Field observations have shown that a nonliquefiable crust can mitigate liquefaction damage by confining liquefaction to the underlying liquefiable layer. However, the complexity of soil–structure interaction for shallow foundations under multilayered ground conditions remains insufficiently understood. This study evaluated the influence of a nonliquefiable crust on liquefaction-induced settlement of shallow foundations using 1-g shaking table model tests. A three-story, multi-degree-of-freedom superstructure supported by a shallow foundation was employed to capture soil–structure interaction effects. Two ground conditions, without and with a 90-mm-thick nonliquefiable crust, were tested under sinusoidal input motion. Excess pore pressure and settlement time histories were measured in the free field and beneath the foundation and were interpreted in three phases: (1) during shaking, (2) dissipation within the liquefiable layer, and (3) dissipation within the nonliquefiable crust. Experimental results indicated that the nonliquefiable crust reduced total settlement by 63% in the free field and by 40% beneath the shallow foundation. In addition, it shifted the dominant free-field settlement from Phase 1 (during shaking) to Phases 2 and 3 (post-shaking), as additional post-shaking settlement developed within the nonliquefiable crust. In contrast, foundation settlement was governed by shear-induced settlement associated with the superstructure, resulting in most of the settlement occurring during shaking, regardless of the presence of the nonliquefiable crust.

-------------------------

| Instruction A |
In the passage on liquefaction settlement, what three phases were the excess pore pressure and settlement time histories interpreted in?

| The input |
-------------------------

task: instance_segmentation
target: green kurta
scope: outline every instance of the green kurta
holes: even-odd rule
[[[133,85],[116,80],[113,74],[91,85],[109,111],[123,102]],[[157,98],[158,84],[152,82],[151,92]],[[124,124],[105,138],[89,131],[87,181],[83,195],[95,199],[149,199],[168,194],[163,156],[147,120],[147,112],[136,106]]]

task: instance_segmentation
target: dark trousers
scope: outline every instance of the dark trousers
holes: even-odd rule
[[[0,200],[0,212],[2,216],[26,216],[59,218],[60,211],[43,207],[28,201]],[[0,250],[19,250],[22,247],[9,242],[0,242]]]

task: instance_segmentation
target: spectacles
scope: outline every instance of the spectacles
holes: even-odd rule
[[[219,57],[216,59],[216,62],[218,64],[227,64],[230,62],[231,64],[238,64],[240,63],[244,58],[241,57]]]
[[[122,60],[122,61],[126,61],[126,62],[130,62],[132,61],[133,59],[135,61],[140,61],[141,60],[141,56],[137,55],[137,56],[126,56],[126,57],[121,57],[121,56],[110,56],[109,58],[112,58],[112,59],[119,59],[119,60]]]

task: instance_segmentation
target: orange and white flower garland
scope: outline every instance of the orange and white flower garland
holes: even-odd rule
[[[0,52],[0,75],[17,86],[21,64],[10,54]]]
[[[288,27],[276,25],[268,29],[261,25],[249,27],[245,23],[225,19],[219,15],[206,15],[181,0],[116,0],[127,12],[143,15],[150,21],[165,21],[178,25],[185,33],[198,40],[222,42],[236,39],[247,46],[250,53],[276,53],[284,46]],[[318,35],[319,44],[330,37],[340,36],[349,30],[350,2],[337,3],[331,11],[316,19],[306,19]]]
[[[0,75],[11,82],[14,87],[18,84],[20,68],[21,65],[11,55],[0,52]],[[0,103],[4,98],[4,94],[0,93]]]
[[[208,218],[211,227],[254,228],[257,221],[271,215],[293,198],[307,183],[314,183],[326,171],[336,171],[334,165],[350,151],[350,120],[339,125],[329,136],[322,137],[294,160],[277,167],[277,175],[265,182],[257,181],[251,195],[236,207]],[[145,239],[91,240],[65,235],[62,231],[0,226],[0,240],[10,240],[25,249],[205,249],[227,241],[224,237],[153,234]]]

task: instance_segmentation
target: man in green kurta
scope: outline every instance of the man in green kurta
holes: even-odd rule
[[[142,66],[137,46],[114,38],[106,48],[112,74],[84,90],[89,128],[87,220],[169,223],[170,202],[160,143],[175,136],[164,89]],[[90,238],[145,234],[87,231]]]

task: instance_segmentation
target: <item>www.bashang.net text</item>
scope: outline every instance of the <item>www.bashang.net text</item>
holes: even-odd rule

-------------------------

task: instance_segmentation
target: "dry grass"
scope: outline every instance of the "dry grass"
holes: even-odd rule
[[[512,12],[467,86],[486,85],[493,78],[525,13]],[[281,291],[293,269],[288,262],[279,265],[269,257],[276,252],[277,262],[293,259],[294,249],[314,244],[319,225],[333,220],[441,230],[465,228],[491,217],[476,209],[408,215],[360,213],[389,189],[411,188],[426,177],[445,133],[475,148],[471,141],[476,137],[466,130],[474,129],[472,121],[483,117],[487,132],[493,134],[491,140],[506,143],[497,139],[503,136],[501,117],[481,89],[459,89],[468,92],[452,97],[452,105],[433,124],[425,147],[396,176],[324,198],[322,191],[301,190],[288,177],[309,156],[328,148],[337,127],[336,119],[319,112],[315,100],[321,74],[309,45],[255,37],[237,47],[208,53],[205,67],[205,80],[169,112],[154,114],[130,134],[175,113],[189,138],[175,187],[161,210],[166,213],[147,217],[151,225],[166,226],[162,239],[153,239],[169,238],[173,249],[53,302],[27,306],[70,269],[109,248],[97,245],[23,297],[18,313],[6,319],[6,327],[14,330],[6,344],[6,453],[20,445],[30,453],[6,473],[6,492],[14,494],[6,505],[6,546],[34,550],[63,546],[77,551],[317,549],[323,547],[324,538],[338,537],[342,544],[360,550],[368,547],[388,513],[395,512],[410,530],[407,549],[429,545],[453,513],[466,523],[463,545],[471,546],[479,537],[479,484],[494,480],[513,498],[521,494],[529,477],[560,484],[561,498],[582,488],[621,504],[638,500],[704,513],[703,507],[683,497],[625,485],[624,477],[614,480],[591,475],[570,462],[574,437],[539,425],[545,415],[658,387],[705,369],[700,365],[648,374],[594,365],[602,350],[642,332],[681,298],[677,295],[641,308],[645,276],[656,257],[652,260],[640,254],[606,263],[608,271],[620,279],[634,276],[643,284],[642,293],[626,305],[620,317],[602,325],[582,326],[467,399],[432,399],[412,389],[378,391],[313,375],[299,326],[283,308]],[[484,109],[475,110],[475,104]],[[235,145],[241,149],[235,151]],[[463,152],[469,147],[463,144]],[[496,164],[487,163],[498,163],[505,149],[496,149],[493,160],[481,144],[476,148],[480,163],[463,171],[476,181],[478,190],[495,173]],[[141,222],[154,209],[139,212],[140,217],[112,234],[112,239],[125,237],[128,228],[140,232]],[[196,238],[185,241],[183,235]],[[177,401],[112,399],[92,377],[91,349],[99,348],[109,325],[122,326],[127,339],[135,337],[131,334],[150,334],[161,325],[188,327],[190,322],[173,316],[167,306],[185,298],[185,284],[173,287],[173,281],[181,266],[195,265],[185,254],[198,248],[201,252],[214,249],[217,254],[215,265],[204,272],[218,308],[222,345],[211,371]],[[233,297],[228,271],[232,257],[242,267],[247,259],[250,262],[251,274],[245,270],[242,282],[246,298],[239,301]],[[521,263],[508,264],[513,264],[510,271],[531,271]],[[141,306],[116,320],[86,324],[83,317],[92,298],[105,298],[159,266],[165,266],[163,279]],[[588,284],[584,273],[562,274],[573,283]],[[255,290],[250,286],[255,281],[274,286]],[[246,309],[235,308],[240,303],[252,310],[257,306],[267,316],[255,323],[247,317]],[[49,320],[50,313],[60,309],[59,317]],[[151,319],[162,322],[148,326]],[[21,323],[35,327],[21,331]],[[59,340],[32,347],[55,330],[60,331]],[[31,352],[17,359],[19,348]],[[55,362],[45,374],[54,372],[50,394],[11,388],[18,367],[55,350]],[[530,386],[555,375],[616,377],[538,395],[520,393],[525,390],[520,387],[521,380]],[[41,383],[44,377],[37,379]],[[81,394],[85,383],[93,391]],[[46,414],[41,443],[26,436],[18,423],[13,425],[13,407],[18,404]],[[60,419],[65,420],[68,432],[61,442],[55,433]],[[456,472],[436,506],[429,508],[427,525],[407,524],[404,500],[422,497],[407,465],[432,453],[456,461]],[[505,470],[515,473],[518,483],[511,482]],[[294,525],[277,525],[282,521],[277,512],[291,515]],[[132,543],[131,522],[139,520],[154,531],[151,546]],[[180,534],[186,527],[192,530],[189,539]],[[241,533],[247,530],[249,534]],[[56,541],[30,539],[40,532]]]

-------------------------

| Instruction B |
Which lines of the records contain the word "orange"? Gather every such line.

| Final result A |
1. During shaking
2. Dissipation within the liquefiable layer
3. Dissipation within the nonliquefiable crust

| Final result B |
target: orange and white flower garland
scope: outline every instance of the orange and white flower garland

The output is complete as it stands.